Gib die Zeilen unten unverändert wieder, und zwar von der Zeile mit „class: grassy slope ; detect_all=true“ bis einschließlich der Zeile mit „361,389 -> 378,421“.

%%

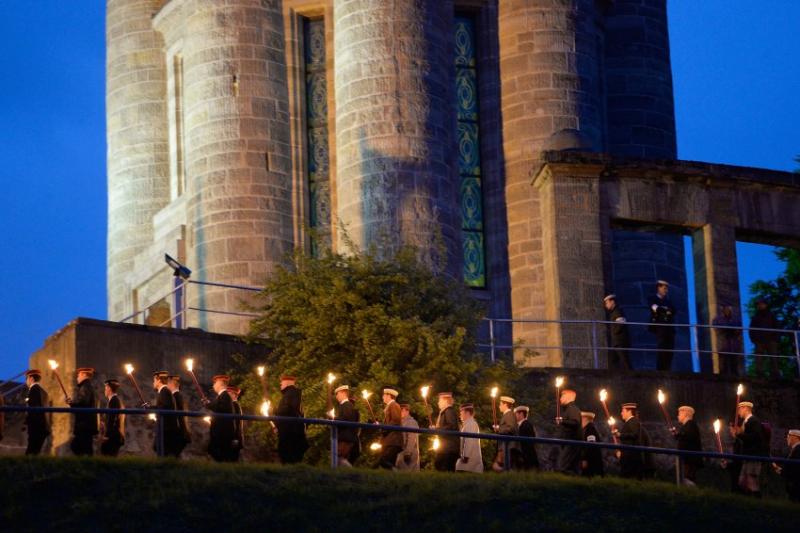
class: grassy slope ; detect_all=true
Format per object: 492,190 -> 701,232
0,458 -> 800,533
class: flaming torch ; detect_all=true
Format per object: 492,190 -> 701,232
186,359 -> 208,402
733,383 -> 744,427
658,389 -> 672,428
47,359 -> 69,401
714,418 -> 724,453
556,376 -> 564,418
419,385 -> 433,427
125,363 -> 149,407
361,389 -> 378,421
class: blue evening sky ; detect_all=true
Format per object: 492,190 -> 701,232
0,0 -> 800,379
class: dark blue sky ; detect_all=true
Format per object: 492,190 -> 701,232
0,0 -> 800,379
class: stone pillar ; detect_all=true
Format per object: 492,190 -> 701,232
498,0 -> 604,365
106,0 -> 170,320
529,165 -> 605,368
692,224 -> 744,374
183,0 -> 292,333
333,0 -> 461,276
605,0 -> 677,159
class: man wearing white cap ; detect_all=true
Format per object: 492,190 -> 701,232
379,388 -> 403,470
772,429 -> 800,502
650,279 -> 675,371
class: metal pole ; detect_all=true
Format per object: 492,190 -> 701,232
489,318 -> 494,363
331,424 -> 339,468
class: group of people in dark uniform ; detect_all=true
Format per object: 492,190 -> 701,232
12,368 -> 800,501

%%
%%

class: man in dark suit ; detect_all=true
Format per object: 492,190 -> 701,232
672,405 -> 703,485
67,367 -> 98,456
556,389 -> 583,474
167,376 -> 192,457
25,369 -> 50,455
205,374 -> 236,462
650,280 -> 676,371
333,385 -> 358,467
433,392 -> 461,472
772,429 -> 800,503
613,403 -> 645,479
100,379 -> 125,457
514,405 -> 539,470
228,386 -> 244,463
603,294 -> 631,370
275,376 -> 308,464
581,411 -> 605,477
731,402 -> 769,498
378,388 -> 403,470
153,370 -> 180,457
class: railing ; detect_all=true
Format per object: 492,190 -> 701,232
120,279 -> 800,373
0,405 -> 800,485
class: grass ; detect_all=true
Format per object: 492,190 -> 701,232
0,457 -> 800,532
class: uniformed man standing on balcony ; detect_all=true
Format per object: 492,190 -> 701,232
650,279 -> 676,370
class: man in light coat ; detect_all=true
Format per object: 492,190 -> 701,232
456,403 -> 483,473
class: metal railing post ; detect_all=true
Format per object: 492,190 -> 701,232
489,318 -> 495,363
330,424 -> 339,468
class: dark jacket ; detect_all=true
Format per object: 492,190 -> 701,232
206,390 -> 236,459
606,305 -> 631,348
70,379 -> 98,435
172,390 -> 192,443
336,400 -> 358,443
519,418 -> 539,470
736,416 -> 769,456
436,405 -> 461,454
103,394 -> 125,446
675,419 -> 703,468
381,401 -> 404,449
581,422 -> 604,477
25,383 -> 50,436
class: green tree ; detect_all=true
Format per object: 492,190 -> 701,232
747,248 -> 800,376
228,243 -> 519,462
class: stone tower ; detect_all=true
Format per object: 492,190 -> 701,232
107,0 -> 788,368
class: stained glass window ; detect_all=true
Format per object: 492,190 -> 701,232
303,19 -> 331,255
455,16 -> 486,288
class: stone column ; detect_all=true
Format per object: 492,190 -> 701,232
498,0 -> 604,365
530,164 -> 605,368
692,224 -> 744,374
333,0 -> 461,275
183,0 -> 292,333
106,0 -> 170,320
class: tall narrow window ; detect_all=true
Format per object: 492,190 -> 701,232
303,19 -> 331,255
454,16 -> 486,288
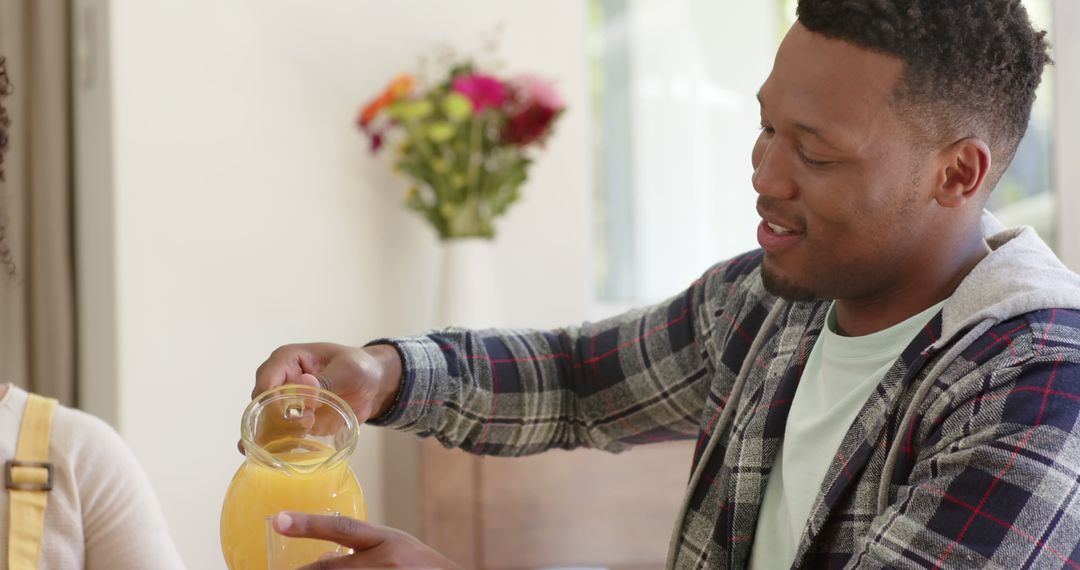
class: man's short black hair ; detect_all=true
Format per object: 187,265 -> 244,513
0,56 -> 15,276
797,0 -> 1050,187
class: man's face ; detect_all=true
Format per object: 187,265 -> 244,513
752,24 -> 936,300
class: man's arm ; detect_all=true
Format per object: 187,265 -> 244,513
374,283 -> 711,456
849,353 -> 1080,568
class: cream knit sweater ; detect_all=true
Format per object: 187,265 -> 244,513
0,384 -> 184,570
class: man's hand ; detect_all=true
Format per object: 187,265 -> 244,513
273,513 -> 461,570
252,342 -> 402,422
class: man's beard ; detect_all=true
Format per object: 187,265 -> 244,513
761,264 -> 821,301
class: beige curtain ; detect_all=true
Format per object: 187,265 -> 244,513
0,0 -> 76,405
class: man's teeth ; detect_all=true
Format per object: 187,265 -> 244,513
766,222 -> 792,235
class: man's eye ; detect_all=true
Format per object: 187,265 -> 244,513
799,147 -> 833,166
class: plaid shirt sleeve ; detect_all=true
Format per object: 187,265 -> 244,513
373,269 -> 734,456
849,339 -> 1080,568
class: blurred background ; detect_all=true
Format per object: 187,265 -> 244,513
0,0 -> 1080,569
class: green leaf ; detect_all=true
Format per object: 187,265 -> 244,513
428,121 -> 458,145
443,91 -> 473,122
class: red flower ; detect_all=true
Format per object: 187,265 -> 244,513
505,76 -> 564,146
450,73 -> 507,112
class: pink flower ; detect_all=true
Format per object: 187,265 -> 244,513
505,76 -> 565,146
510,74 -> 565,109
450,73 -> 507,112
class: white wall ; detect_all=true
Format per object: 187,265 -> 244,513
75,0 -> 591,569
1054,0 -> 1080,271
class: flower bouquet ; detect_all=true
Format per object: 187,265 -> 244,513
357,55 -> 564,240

%%

> [ERGEBNIS]
class: grassy slope ; detect_all=true
Format per object: 492,190 -> 701,232
0,458 -> 800,533
class: flaming torch ; detect_all=true
Format per object: 492,190 -> 701,232
186,359 -> 208,402
733,383 -> 744,427
658,389 -> 672,428
47,359 -> 69,401
714,418 -> 724,453
556,376 -> 564,418
419,385 -> 433,427
125,363 -> 149,407
361,389 -> 378,421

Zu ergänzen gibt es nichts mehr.